AIM
Copy only those lines which run from the line containing "Pin every instance of the short" to the end of the entries below, both inclusive, exactly as written and with no pictures.

(Records)

--- Start ---

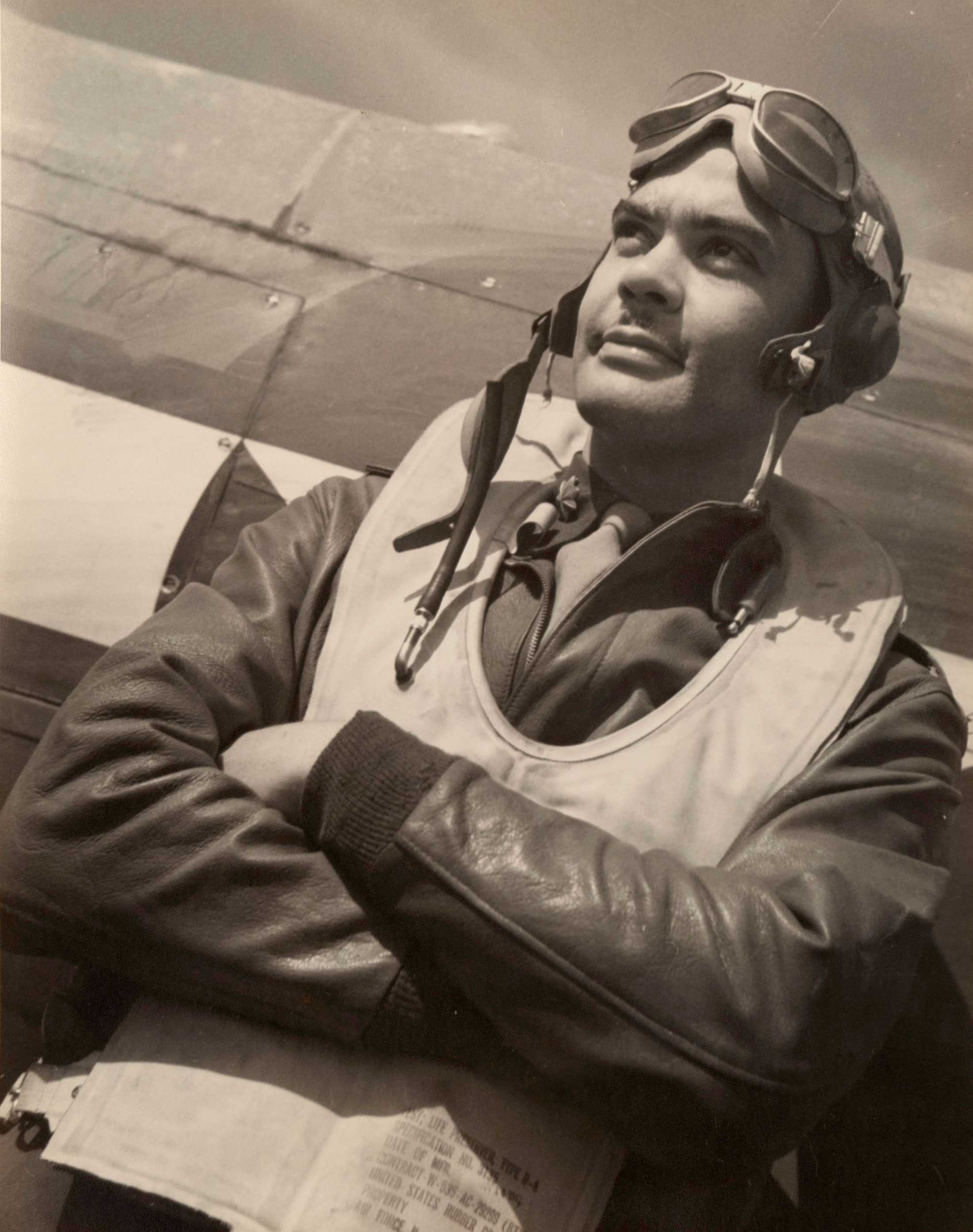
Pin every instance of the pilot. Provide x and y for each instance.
(648, 807)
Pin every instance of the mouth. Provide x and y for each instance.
(632, 345)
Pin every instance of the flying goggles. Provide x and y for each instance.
(798, 159)
(795, 154)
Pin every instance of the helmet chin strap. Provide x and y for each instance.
(803, 367)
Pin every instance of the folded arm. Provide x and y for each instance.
(722, 1007)
(125, 843)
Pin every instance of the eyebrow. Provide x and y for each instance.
(761, 238)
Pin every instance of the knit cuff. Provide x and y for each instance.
(364, 786)
(423, 1015)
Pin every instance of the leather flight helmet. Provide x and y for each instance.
(853, 347)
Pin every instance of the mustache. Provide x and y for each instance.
(643, 334)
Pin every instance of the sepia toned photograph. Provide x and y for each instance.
(486, 616)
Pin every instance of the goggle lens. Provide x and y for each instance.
(695, 85)
(811, 140)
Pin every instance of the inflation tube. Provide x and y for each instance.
(502, 402)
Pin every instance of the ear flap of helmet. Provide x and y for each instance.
(854, 347)
(870, 339)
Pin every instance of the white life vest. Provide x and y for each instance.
(691, 774)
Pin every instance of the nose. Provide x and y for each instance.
(654, 278)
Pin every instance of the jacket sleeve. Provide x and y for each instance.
(708, 1011)
(124, 843)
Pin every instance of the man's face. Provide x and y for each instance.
(700, 276)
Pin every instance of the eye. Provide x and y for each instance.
(728, 253)
(629, 237)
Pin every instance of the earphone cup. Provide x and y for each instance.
(869, 340)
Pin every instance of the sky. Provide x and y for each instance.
(565, 78)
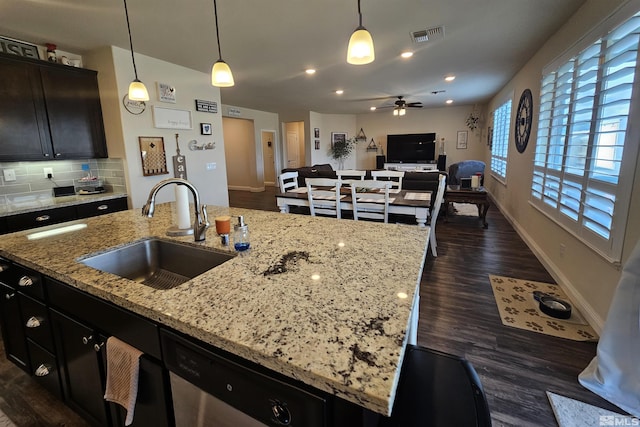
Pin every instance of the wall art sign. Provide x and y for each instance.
(168, 118)
(154, 159)
(19, 48)
(166, 93)
(206, 106)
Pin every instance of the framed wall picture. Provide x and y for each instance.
(338, 137)
(154, 159)
(461, 142)
(205, 128)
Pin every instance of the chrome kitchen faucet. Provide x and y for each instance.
(201, 222)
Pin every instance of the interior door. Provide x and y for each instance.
(293, 152)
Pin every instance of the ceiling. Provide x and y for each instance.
(269, 44)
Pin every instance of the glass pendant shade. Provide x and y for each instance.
(360, 50)
(138, 91)
(221, 74)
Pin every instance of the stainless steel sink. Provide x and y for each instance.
(160, 264)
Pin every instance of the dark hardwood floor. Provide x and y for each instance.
(457, 315)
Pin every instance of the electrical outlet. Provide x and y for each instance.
(9, 174)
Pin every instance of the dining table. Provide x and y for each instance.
(415, 203)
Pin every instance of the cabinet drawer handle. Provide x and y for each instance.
(33, 322)
(43, 370)
(25, 281)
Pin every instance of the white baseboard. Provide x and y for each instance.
(590, 315)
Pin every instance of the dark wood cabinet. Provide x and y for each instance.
(81, 367)
(49, 111)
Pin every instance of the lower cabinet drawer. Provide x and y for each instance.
(45, 368)
(35, 319)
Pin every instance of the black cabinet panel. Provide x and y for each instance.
(112, 320)
(75, 118)
(49, 111)
(40, 218)
(103, 207)
(24, 132)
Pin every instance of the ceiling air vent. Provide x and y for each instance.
(429, 34)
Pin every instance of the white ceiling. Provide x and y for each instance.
(269, 43)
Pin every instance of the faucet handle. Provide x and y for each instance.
(205, 216)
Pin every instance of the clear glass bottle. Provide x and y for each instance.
(241, 235)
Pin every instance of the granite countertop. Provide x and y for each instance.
(325, 301)
(37, 203)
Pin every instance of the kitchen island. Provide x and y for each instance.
(323, 301)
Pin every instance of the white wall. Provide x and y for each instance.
(114, 75)
(445, 122)
(589, 278)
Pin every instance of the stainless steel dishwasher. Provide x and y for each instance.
(210, 388)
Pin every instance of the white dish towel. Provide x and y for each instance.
(123, 367)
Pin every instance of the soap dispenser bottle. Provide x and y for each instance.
(241, 235)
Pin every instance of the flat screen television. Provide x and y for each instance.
(411, 148)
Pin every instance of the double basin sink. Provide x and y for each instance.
(160, 264)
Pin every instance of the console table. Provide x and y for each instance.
(477, 196)
(411, 167)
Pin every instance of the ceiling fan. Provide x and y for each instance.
(400, 106)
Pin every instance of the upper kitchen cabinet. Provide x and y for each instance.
(49, 111)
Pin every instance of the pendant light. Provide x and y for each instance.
(220, 73)
(360, 50)
(137, 89)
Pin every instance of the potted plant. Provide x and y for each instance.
(341, 148)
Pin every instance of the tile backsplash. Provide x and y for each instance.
(31, 182)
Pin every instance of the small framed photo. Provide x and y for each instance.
(338, 137)
(461, 143)
(205, 128)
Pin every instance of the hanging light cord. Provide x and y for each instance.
(215, 13)
(133, 59)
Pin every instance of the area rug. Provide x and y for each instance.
(518, 309)
(5, 421)
(573, 413)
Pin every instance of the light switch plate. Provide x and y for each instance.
(9, 174)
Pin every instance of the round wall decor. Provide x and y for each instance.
(524, 116)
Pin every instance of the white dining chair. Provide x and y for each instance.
(437, 203)
(370, 199)
(395, 177)
(324, 196)
(345, 174)
(288, 181)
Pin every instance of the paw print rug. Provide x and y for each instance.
(519, 309)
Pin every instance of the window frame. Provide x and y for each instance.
(609, 248)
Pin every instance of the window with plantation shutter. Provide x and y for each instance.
(500, 140)
(584, 141)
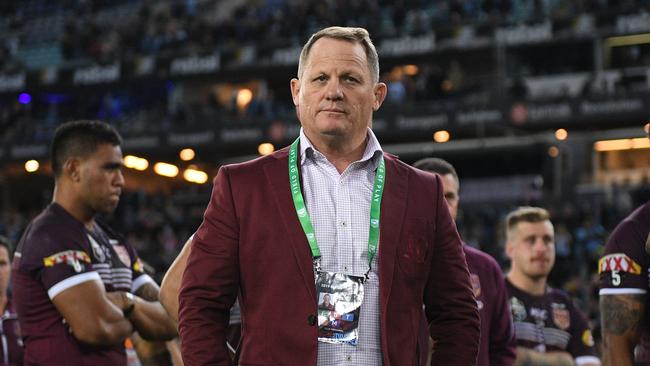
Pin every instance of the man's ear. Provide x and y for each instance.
(72, 169)
(295, 91)
(509, 249)
(380, 92)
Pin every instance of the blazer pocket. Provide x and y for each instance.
(413, 252)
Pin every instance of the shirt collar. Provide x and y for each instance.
(373, 149)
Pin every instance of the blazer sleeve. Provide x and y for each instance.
(210, 280)
(449, 302)
(503, 344)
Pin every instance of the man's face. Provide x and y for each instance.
(5, 269)
(531, 248)
(336, 96)
(450, 191)
(101, 179)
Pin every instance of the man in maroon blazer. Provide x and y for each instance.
(333, 207)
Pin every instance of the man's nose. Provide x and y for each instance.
(334, 91)
(119, 179)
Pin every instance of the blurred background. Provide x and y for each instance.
(535, 102)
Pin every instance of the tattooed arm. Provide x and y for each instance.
(621, 319)
(146, 313)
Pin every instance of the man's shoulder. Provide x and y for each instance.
(630, 235)
(253, 165)
(480, 259)
(48, 229)
(403, 169)
(559, 295)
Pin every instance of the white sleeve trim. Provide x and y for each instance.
(587, 360)
(144, 278)
(621, 291)
(72, 281)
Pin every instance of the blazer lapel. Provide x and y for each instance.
(277, 174)
(393, 209)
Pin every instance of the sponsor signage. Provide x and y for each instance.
(194, 65)
(97, 74)
(191, 139)
(524, 34)
(14, 82)
(28, 151)
(408, 45)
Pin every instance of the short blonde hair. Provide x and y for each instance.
(525, 214)
(350, 34)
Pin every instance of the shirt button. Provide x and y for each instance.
(311, 319)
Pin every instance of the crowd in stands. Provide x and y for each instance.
(105, 31)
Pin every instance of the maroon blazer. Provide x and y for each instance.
(251, 245)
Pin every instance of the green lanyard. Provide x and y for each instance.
(303, 215)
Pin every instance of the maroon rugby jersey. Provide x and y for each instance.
(55, 253)
(624, 267)
(498, 343)
(551, 322)
(11, 352)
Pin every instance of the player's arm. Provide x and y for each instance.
(529, 357)
(621, 318)
(450, 306)
(146, 313)
(172, 282)
(91, 315)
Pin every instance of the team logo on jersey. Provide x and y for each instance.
(561, 316)
(73, 258)
(476, 288)
(618, 262)
(98, 251)
(138, 266)
(518, 309)
(123, 254)
(587, 338)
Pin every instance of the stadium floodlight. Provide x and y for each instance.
(441, 136)
(265, 148)
(244, 97)
(187, 154)
(561, 134)
(24, 98)
(195, 176)
(32, 165)
(622, 144)
(166, 169)
(134, 162)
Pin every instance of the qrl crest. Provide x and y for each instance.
(518, 309)
(476, 284)
(561, 316)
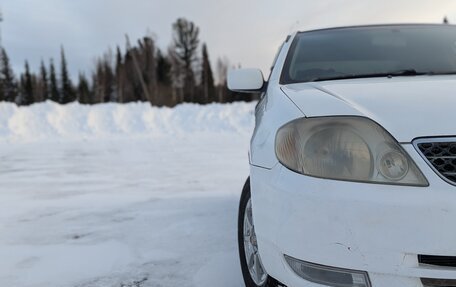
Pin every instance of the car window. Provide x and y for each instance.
(361, 51)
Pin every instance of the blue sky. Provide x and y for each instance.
(248, 32)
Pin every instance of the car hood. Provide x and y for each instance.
(407, 107)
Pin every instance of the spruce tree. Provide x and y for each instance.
(55, 93)
(207, 78)
(8, 82)
(44, 82)
(27, 87)
(186, 41)
(120, 79)
(163, 69)
(84, 96)
(67, 94)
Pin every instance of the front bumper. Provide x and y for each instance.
(370, 227)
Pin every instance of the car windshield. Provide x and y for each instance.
(375, 51)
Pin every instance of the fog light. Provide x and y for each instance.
(393, 165)
(328, 276)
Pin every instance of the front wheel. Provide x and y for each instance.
(252, 269)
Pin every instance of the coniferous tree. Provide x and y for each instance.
(108, 82)
(8, 82)
(120, 78)
(67, 94)
(207, 78)
(44, 83)
(54, 86)
(84, 95)
(27, 87)
(164, 80)
(149, 68)
(185, 45)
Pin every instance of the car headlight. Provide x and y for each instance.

--- End ---

SOLUTION FOR THIS TASK
Pin every instance of the short blonde hair. Provide x and y for each instance.
(525, 214)
(350, 34)
Pin every instance of the shirt button. Provide x and y for each instance.
(311, 319)
Pin every instance of the crowd in stands. Provide x and y for each instance.
(105, 31)
Pin every instance of the maroon blazer. Provide x and y for each instance.
(251, 245)
Pin every instance of the green lanyard. Provide x and y for each instance.
(303, 215)
Pin every instance of the maroon rugby jersey. Provide x and y for each instance.
(55, 253)
(624, 267)
(498, 343)
(551, 322)
(11, 352)
Pin every instance of the player's arm. Provide x and y for each instance.
(529, 357)
(621, 318)
(450, 306)
(146, 313)
(172, 282)
(91, 315)
Pin every instance of the team logo on jersey. Provide x and y for each instance.
(561, 316)
(73, 258)
(476, 288)
(618, 262)
(98, 251)
(138, 266)
(518, 309)
(123, 254)
(587, 338)
Pin every instance of the stadium floodlight. Provide x and y for each instance.
(441, 136)
(265, 148)
(244, 97)
(187, 154)
(561, 134)
(24, 98)
(195, 176)
(32, 165)
(622, 144)
(166, 169)
(134, 162)
Pin every instance of the qrl crest. Provide x and y for each instance.
(518, 309)
(476, 284)
(561, 316)
Pin every instance of the car window. Provide x and y for each instance.
(361, 51)
Pin every instance of the blue sky. Provide x and y for each instance.
(248, 32)
Pin every instance of the car hood. Provide x and y for each instance.
(407, 107)
Pin every instance of the spruce tree. Provide x and y for each instance.
(55, 93)
(207, 78)
(8, 82)
(44, 82)
(27, 87)
(186, 41)
(120, 79)
(163, 69)
(84, 96)
(67, 94)
Pin every instance of the front bumper. Provide x and y for each instance.
(370, 227)
Pin every instance of the car windshield. Provide x and y for each instance.
(375, 51)
Pin every instance of the fog light. Provide x and y for each instance.
(393, 165)
(328, 276)
Pin every instance of the front wheel. Provide x and y for each instance.
(252, 269)
Pin every instance of the coniferous tree. Provide x and y for each instance.
(108, 82)
(8, 82)
(120, 78)
(67, 94)
(207, 78)
(44, 83)
(54, 86)
(84, 95)
(27, 87)
(164, 80)
(149, 68)
(185, 45)
Pin every instance of the car headlight. Provide x and y for each instance.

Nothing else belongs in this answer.